Records from a collection:
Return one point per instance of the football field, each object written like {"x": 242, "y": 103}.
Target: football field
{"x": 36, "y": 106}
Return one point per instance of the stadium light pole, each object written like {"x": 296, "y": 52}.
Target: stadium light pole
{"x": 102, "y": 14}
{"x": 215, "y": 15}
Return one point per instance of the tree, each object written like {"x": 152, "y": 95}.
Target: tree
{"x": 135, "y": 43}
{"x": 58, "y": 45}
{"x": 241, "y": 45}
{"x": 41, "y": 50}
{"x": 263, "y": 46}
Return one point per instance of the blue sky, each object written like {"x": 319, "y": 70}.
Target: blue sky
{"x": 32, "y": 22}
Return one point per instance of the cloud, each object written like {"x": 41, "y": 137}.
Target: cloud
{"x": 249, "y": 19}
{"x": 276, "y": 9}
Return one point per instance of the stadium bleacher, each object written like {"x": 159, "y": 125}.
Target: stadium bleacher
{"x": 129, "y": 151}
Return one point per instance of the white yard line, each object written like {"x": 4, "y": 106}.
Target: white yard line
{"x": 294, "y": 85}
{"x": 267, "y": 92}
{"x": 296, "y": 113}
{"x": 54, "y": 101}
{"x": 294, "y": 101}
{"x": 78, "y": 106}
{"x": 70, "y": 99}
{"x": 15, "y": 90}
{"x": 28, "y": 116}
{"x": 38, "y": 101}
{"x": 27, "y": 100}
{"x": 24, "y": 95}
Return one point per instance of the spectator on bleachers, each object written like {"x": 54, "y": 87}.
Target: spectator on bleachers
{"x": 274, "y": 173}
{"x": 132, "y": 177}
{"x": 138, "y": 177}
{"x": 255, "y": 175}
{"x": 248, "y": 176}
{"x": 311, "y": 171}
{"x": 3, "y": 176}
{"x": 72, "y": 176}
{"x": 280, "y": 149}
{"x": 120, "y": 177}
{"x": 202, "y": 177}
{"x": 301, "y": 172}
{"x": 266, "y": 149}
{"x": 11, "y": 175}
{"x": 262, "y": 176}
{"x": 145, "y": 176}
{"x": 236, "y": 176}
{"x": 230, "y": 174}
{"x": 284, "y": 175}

**EXERCISE:**
From the data above, extract every line in its exact form.

**PROBLEM SOLUTION:**
Return one point per instance of the football field, each object written like {"x": 242, "y": 103}.
Target: football field
{"x": 36, "y": 106}
Return one point per instance of the stadium light pole, each object written like {"x": 296, "y": 52}.
Target: stadium light pole
{"x": 102, "y": 14}
{"x": 215, "y": 15}
Return one point per instance of the tree, each object written like {"x": 152, "y": 95}.
Target: tree
{"x": 135, "y": 43}
{"x": 58, "y": 45}
{"x": 241, "y": 45}
{"x": 41, "y": 50}
{"x": 263, "y": 46}
Return one point per instance of the blue sky, each object written like {"x": 319, "y": 70}.
Target: blue sky
{"x": 32, "y": 22}
Return one point per instance of the cloud, each object written like {"x": 41, "y": 137}.
Target: cloud
{"x": 249, "y": 19}
{"x": 276, "y": 9}
Return one point per instance of the stadium bleacher, each object written like {"x": 159, "y": 125}.
Target: stadium bleacher
{"x": 129, "y": 151}
Return one point per instance of the white yard line, each object written like {"x": 4, "y": 106}.
Target: white yard line
{"x": 294, "y": 85}
{"x": 267, "y": 92}
{"x": 296, "y": 113}
{"x": 54, "y": 101}
{"x": 294, "y": 101}
{"x": 78, "y": 106}
{"x": 70, "y": 99}
{"x": 15, "y": 90}
{"x": 28, "y": 116}
{"x": 38, "y": 101}
{"x": 27, "y": 100}
{"x": 24, "y": 95}
Return one point per instance of the spectator on bleachers, each object written like {"x": 54, "y": 87}.
Target: spectator on bleachers
{"x": 274, "y": 173}
{"x": 132, "y": 177}
{"x": 138, "y": 177}
{"x": 255, "y": 175}
{"x": 248, "y": 176}
{"x": 311, "y": 171}
{"x": 3, "y": 176}
{"x": 72, "y": 176}
{"x": 280, "y": 149}
{"x": 120, "y": 177}
{"x": 202, "y": 177}
{"x": 301, "y": 172}
{"x": 266, "y": 149}
{"x": 11, "y": 175}
{"x": 262, "y": 176}
{"x": 145, "y": 176}
{"x": 236, "y": 176}
{"x": 230, "y": 174}
{"x": 284, "y": 175}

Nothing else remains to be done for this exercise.